**TASKS AND EXERCISES**
**A)** In the appeal judgment excerpt, what amount was it asked to substitute for $719,723 in order 7?
**B)** Transcribe the appeal judgment excerpt word for word, starting with "In addition, leaving" and going on through "submissions at [23]).".

**SELECTED TEXT**
To appreciate all the matters with which this appeal is concerned we add at this point a reference to the amended notice of cross-appeal. The ground ultimately upon which there is reliance was ground 3 which argued that there was an omission of $145,000 in the balance sheet being the money received by the wife from the husband. It was contended that this matter either be dealt with pursuant to the slip rule, alternately that the trial judge had mistakenly failed to take it into account and that therefore the mathematics needs to be corrected. It is asked that order 7 be amended so that the amount of $647,223 be substituted for $719,723 which is an adjustment of one half of $145,000. We agree this was an error made by the trial judge, largely due to the manner the balance sheet was presented to him.
As will be seen we intend to allow the appeal and consequently order a rehearing. We see no good purpose in amending the order in response to the cross-appeal in isolation.
Submissions – Appellant wife
As mentioned earlier the submissions on behalf of the wife focussed on grounds 1, 2 and 5 including the challenge to the finding that the husband by reason of “special skills” had made a greater contribution. In grounds 4 and 5 it is complained that the orders are manifestly unjust.
In relation to grounds 1, 2 and 5 it is submitted that it cannot be correct that the husband should receive $1,000,000 more than the wife by way of his alleged business acumen as found by the trial judge.
It is emphasised that the funds used for the purchase of the shares were moneys in which the parties had an equal interest and that the husband had not demonstrated any particular skill.
In the written submissions on behalf of the wife [21]:
…[T]he question is posed as to the proper basis upon which a Court can properly assess one party’s contribution as greater than that of the other solely by reference to the financial product of one decision made over the course of a 29 year relationship with all of the disparate contributions otherwise involved?
In addition, leaving to one side the various authorities in relation to “special contributions” it is submitted that the facts and circumstances in this matter do not warrant the contribution assessment as made by his Honour (wife’s submissions at [23]).
In oral submissions there were challenges to the findings of fact leading to the conclusion that the husband had made a greater contribution than the wife. For example, it was submitted that there was no evidence that the husband had “considerable expertise” [reasons 137].
As to the grounds related to s 75(2) it is submitted that in view of the contribution conclusion made by his Honour, which so heavily favoured the husband, there should have been some further adjustment in favour of the wife.
In our view it is correct that any such adjustment would depend on the conclusions in relation to contribution and as we have determined to allow the appeal there is no productive reason for us to deal with this ground any further.
Submissions – Respondent husband
In responding to the submissions in relation to the trial judge’s conclusions on the facts it was submitted that the husband’s affidavit set out in detail the research he did into possible investments and that there was no challenge to this evidence.

Data listing

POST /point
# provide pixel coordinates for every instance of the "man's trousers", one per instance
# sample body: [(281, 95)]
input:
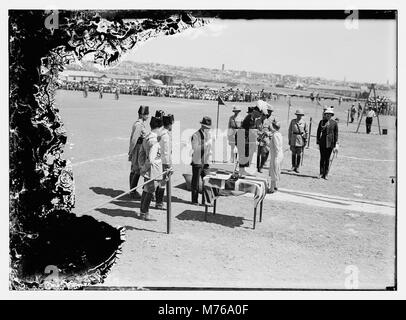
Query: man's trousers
[(325, 154), (198, 172)]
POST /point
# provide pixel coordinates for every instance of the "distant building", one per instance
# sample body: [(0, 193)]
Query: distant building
[(165, 78), (337, 90), (78, 76)]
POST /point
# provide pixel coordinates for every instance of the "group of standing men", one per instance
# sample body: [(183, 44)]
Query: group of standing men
[(150, 154)]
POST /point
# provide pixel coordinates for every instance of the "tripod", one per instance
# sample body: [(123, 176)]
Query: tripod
[(371, 88)]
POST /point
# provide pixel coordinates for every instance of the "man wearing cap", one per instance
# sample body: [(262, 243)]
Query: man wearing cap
[(201, 148), (327, 139), (152, 166), (353, 111), (323, 115), (276, 146), (369, 119), (265, 132), (247, 139), (165, 143), (234, 123), (297, 135), (138, 133)]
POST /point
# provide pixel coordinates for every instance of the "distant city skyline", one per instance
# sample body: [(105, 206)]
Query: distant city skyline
[(306, 48)]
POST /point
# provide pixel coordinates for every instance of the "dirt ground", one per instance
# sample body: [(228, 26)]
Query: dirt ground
[(295, 246)]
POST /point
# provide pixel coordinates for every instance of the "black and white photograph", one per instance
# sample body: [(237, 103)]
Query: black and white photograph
[(202, 149)]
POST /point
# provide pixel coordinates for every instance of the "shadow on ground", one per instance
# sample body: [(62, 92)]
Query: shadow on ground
[(291, 173), (224, 220), (119, 213), (110, 192), (131, 228)]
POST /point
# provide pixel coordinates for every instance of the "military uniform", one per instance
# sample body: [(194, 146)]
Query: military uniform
[(151, 168), (247, 139), (165, 143), (297, 135), (264, 135), (327, 139), (201, 146), (138, 133)]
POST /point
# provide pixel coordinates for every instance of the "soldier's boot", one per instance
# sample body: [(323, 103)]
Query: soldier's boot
[(195, 197), (264, 159), (293, 161), (159, 198), (321, 175), (146, 198), (298, 158), (134, 178)]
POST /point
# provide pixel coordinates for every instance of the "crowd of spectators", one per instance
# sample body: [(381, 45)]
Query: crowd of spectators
[(189, 91)]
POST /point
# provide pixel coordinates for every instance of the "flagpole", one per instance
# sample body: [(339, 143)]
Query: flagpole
[(218, 108)]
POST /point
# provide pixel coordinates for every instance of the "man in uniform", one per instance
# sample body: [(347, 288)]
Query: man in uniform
[(100, 91), (327, 139), (151, 169), (297, 135), (201, 147), (165, 143), (264, 135), (138, 133), (234, 124), (247, 139), (369, 119)]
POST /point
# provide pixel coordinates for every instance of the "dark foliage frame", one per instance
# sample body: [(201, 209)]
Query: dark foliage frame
[(43, 229)]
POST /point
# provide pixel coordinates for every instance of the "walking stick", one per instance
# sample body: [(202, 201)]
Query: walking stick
[(331, 162)]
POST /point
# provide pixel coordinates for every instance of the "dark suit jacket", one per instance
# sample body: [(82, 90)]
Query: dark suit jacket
[(327, 134)]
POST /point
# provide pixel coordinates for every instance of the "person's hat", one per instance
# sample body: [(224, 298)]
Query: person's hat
[(143, 110), (276, 124), (159, 113), (155, 122), (235, 109), (299, 112), (270, 107), (168, 119), (206, 121)]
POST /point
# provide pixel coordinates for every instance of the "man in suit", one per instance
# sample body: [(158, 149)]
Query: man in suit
[(165, 142), (264, 135), (151, 167), (247, 139), (297, 135), (327, 139), (201, 147), (138, 133)]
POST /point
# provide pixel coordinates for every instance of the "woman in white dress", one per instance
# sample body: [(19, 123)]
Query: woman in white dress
[(276, 152)]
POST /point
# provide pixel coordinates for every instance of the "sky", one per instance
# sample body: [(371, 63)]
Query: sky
[(323, 48)]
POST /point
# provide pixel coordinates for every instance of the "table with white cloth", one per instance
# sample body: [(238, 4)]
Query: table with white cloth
[(214, 183)]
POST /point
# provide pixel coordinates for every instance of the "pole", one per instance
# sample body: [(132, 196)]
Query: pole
[(217, 126), (376, 107), (168, 205), (363, 109), (310, 132)]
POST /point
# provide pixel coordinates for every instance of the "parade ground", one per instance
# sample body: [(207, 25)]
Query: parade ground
[(314, 234)]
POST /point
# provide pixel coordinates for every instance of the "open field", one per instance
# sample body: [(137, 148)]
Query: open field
[(296, 246)]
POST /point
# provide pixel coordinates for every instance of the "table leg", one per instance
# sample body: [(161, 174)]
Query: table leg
[(260, 211)]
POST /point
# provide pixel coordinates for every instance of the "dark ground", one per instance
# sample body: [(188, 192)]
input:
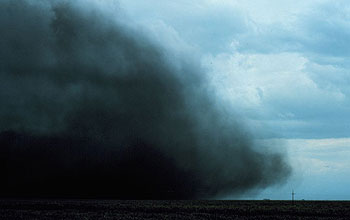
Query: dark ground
[(112, 209)]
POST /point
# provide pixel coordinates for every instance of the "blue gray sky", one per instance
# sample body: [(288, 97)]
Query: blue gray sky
[(283, 66)]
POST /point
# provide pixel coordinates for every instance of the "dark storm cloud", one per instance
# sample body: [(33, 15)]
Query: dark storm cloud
[(91, 108)]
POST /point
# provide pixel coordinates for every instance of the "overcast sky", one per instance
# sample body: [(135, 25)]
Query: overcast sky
[(284, 68)]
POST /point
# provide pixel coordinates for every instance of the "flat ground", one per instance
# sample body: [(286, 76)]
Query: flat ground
[(112, 209)]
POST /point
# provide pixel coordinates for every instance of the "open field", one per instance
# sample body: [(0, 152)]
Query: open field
[(112, 209)]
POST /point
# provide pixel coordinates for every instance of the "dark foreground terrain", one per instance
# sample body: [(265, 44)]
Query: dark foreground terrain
[(109, 209)]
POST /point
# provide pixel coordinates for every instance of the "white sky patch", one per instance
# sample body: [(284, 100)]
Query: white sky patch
[(321, 169)]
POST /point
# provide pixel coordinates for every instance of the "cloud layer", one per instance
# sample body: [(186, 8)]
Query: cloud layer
[(91, 107)]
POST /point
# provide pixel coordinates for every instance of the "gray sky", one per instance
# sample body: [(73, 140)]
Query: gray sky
[(284, 68)]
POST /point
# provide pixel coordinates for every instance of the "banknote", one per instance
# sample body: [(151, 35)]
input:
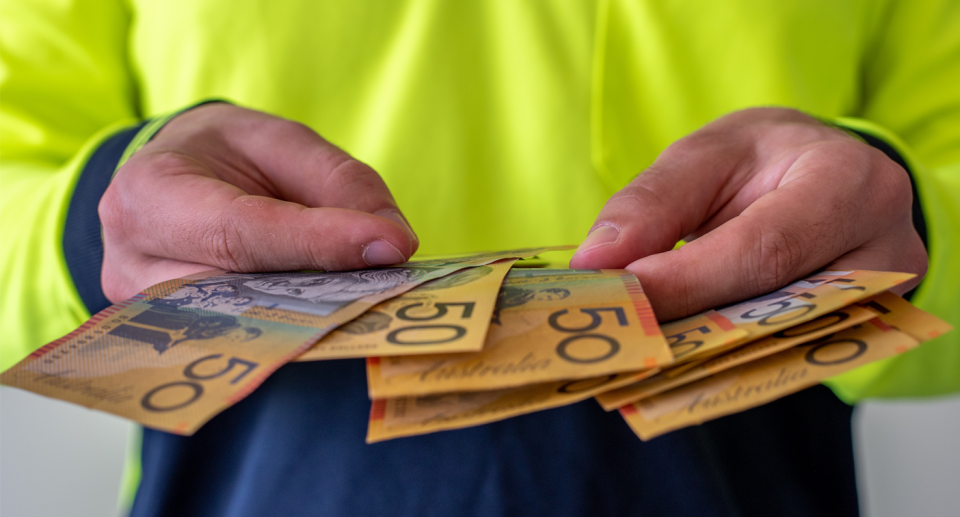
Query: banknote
[(829, 323), (549, 325), (422, 414), (321, 300), (175, 355), (767, 379), (805, 300), (902, 315), (167, 367), (450, 314)]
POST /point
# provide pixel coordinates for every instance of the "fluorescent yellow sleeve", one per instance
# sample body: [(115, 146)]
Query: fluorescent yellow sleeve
[(64, 88), (913, 103)]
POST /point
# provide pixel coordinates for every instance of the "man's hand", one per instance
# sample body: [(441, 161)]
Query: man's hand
[(226, 187), (765, 196)]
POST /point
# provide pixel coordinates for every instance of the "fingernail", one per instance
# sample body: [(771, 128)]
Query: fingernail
[(382, 253), (397, 217), (601, 235)]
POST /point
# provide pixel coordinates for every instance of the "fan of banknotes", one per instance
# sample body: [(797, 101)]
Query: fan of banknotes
[(464, 341)]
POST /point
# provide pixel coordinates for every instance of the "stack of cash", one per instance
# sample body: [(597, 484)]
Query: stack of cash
[(464, 341)]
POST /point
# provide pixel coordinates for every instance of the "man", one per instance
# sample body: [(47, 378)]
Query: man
[(495, 125)]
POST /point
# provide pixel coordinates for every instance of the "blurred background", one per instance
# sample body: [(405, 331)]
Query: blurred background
[(57, 459)]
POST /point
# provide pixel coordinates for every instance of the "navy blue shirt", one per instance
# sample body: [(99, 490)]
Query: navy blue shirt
[(296, 447)]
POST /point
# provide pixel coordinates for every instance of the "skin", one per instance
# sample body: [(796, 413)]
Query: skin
[(763, 196), (244, 191)]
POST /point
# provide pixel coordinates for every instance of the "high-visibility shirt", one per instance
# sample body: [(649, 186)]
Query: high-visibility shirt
[(496, 124)]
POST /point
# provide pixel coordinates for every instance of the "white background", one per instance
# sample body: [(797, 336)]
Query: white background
[(57, 459)]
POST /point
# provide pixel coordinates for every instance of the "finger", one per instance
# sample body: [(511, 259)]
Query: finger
[(124, 275), (207, 221), (296, 163), (687, 183), (698, 183), (785, 235)]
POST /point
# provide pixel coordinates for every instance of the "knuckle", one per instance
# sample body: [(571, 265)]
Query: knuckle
[(778, 254), (353, 175), (225, 245), (891, 184)]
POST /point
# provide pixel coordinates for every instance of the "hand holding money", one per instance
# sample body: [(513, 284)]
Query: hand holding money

**RESULTS FOR EACH TASK**
**A)** $647,223

**B)**
In addition, leaving to one side the various authorities in relation to “special contributions” it is submitted that the facts and circumstances in this matter do not warrant the contribution assessment as made by his Honour (wife’s submissions at [23]).